▶ [Document text]
__________
Ideal? No. Unfeeling? Yes, pretty much I guess. The sows had large-ish farrowing crates even then, so the natural bonding that should occur was less likely to happen. We docked tails. We de-tusked the boars. They didn’t get to run around outside, to root, to dig, to play in the way that this most sociable of animals needs to. And whilst I never saw anyone treating them cruelly or unkindly, still, this was a processing operation. I’m not happy looking back at the lives these animals led because of us. I’m unsure how to end this piece. For the time and place, they had a better life than some and Dad was uniformly caring of them. I suppose that’s the best I can say. Somehow though, it doesn’t seem a fitting epitaph for all the work and care and effort that he put into his animals. We never really spoke about this or how welfare for animals had changed when we’d both got older. And I regret that. And I miss him. Of course. But I think he’d have approved of my coming back to write about these lovely creatures. Thanks Bernie. For everything.
Oh, and one last thing? As far as I know, we’re not related to this branch of the extended Bulow Clan. We visited there whilst living in Florida. A beautiful place, calm, green, verdant. And yet. And yet. The stench of slavery — like burning pork — doesn’t wash away, even in the torrential Florida rains…
In 1821, Major Charles Wilhelm Bulow acquired 4,675 acres of wilderness bordering a tidal creek that would later bear his name. Using slave labor, he cleared 2,200 acres and planted sugar cane, cotton, rice and indigo. Major Bulow died in 1823, leaving the newly established plantation to his seventeen year old son, John Joachim Bulow.
__________
[Data lines]
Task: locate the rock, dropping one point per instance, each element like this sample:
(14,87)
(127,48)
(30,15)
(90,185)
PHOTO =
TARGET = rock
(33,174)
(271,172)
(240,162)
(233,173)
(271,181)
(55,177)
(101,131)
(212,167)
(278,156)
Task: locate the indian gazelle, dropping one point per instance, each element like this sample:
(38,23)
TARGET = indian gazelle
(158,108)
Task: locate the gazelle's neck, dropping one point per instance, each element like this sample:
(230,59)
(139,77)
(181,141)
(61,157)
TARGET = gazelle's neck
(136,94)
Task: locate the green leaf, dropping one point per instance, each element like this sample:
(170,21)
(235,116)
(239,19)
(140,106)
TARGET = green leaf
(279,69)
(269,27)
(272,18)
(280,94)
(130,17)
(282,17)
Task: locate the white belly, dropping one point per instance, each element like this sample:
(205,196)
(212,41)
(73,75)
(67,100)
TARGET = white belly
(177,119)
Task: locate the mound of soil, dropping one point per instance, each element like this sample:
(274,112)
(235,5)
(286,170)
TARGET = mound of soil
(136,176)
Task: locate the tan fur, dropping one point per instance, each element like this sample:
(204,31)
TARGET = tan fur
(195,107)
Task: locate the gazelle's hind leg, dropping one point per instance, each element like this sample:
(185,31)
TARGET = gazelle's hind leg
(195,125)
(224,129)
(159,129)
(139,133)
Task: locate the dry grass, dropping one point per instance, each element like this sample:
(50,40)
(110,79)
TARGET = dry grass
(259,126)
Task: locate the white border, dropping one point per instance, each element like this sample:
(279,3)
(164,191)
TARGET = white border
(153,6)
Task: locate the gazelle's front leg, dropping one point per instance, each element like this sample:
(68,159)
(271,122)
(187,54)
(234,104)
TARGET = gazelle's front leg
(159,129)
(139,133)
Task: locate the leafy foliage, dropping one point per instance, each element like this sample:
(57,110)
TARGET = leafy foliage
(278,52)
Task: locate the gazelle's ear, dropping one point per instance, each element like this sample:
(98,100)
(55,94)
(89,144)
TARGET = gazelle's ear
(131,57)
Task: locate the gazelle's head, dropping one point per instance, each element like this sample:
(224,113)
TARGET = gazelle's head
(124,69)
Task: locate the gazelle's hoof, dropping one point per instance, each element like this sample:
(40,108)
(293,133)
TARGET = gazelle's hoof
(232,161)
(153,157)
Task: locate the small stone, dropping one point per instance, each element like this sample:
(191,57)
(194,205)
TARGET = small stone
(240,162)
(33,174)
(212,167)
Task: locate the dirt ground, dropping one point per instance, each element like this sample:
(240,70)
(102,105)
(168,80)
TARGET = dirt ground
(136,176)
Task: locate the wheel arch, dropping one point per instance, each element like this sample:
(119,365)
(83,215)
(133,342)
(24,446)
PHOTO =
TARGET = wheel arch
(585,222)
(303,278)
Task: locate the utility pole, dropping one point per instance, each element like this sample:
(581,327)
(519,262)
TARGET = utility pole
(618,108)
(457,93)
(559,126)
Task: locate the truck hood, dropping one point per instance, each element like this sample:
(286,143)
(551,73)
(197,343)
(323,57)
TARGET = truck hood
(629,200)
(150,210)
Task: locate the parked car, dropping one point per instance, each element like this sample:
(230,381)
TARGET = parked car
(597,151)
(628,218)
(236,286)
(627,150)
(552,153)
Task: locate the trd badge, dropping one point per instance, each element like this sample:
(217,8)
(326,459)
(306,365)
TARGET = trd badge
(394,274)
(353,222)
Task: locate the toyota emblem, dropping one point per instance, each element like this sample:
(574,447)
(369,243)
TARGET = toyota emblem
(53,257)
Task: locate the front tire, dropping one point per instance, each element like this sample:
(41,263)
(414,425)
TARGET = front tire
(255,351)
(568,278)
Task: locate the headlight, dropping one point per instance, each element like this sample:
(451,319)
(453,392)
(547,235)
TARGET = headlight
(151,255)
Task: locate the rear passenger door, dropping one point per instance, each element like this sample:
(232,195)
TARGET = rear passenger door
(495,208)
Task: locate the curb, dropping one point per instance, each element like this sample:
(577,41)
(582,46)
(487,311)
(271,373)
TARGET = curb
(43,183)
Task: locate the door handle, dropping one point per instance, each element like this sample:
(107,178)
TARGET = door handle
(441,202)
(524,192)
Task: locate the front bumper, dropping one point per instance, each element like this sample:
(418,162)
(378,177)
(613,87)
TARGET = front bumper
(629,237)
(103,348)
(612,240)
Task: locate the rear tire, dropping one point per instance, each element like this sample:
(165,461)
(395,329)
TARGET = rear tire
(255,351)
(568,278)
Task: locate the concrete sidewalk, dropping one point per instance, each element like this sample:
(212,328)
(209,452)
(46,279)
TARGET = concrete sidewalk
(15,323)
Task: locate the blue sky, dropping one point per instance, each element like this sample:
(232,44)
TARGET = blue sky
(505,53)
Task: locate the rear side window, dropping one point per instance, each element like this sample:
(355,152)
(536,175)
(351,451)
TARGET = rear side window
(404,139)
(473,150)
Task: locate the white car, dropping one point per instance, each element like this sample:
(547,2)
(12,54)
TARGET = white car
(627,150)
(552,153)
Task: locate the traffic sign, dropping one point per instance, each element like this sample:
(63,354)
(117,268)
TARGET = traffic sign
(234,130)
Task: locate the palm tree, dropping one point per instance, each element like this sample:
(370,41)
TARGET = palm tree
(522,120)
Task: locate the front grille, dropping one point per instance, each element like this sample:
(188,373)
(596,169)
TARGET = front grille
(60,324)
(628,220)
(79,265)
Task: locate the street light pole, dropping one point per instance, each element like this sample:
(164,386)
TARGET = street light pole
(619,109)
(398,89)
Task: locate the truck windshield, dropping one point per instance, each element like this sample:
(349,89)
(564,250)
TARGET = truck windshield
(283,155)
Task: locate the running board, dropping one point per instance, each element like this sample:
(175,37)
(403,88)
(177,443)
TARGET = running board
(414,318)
__________
▶ [Tasks for this exercise]
[1] Answer these from the passage, one line each:
(a) What was done to the boars?
(b) In which state was the writer living when visiting the Bulow place?
(c) How many acres did Major Bulow clear using slave labor?
[2] Reproduce the passage word for word, starting with "Oh, and one" and going on through "John Joachim Bulow.".

▶ [List of solutions]
[1]
(a) They were de-tusked.
(b) Florida.
(c) 2,200 acres.

[2]
Oh, and one last thing? As far as I know, we’re not related to this branch of the extended Bulow Clan. We visited there whilst living in Florida. A beautiful place, calm, green, verdant. And yet. And yet. The stench of slavery — like burning pork — doesn’t wash away, even in the torrential Florida rains…
In 1821, Major Charles Wilhelm Bulow acquired 4,675 acres of wilderness bordering a tidal creek that would later bear his name. Using slave labor, he cleared 2,200 acres and planted sugar cane, cotton, rice and indigo. Major Bulow died in 1823, leaving the newly established plantation to his seventeen year old son, John Joachim Bulow.